-------- Records for the task --------
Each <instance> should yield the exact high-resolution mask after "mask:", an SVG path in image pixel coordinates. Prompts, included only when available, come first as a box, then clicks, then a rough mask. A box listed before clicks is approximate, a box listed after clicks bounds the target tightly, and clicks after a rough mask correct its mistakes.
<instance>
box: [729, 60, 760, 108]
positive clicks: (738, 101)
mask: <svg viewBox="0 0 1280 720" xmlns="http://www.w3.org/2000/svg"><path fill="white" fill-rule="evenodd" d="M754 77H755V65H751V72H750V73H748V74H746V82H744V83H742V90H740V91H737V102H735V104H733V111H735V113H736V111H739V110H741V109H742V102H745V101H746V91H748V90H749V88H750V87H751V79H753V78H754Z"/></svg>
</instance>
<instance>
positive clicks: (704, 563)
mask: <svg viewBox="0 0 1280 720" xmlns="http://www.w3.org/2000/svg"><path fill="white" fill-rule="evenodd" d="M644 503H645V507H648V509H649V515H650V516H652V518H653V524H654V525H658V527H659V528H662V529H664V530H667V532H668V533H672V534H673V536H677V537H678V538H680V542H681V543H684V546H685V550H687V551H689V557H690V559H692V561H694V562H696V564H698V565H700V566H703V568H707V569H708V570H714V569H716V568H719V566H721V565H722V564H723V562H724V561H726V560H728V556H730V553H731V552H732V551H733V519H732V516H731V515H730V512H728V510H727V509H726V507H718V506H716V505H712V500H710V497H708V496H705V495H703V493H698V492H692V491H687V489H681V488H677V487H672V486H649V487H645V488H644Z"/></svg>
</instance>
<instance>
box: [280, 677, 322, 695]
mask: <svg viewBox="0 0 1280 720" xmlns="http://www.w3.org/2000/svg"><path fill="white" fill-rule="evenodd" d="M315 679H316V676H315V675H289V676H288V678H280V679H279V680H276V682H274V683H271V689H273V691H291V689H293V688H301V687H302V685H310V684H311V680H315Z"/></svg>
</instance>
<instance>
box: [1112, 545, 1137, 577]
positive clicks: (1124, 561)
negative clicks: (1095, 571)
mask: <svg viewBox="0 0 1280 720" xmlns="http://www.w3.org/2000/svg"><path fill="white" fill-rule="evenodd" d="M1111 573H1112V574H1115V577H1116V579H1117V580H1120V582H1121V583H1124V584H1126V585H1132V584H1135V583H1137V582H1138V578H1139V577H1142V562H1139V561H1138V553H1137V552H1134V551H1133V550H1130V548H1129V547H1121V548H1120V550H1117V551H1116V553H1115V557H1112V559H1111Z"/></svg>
--------
What you need to do:
Please render every line of the rows above as a Markdown table with two columns, No. for the line number and Line for the text. Leave out any blank lines.

Exercise response:
| No. | Line |
|---|---|
| 1 | Each <instance> should yield the exact high-resolution mask after "mask:", an SVG path in image pixel coordinates. Prompts, included only when available, come first as a box, then clicks, then a rough mask. A box listed before clicks is approximate, a box listed after clicks bounds the target tightly, and clicks after a rough mask correct its mistakes. |
| 2 | <instance> |
| 3 | box: [729, 60, 760, 108] |
| 4 | positive clicks: (738, 101) |
| 5 | mask: <svg viewBox="0 0 1280 720" xmlns="http://www.w3.org/2000/svg"><path fill="white" fill-rule="evenodd" d="M754 77H755V65H751V72H750V73H748V74H746V82H744V83H742V90H740V91H737V102H735V104H733V111H735V113H736V111H739V110H741V109H742V102H745V101H746V91H748V90H749V88H750V87H751V79H753V78H754Z"/></svg> |
| 6 | </instance> |
| 7 | <instance> |
| 8 | positive clicks: (704, 563) |
| 9 | mask: <svg viewBox="0 0 1280 720" xmlns="http://www.w3.org/2000/svg"><path fill="white" fill-rule="evenodd" d="M644 503H645V507H648V509H649V515H650V516H652V518H653V524H654V525H658V527H659V528H662V529H664V530H667V532H668V533H672V534H673V536H677V537H678V538H680V542H681V543H684V546H685V550H687V551H689V557H690V559H692V561H694V562H696V564H698V565H700V566H703V568H707V569H708V570H714V569H716V568H719V566H721V565H722V564H723V562H724V561H726V560H728V556H730V553H731V552H732V551H733V519H732V516H731V515H730V512H728V510H727V509H726V507H718V506H716V505H712V500H710V497H708V496H705V495H703V493H698V492H692V491H687V489H681V488H677V487H672V486H649V487H645V488H644Z"/></svg> |
| 10 | </instance> |
| 11 | <instance> |
| 12 | box: [280, 677, 322, 695] |
| 13 | mask: <svg viewBox="0 0 1280 720" xmlns="http://www.w3.org/2000/svg"><path fill="white" fill-rule="evenodd" d="M315 679H316V676H315V675H289V676H288V678H280V679H279V680H276V682H274V683H271V689H273V691H291V689H293V688H301V687H302V685H310V684H311V680H315Z"/></svg> |
| 14 | </instance> |
| 15 | <instance> |
| 16 | box: [1112, 545, 1137, 577] |
| 17 | positive clicks: (1124, 561) |
| 18 | negative clicks: (1095, 571) |
| 19 | mask: <svg viewBox="0 0 1280 720" xmlns="http://www.w3.org/2000/svg"><path fill="white" fill-rule="evenodd" d="M1111 573H1112V574H1115V577H1116V579H1117V580H1120V582H1121V583H1124V584H1126V585H1132V584H1135V583H1137V582H1138V578H1139V577H1142V562H1139V561H1138V553H1137V552H1134V551H1133V550H1130V548H1129V547H1121V548H1120V550H1117V551H1116V553H1115V557H1112V559H1111Z"/></svg> |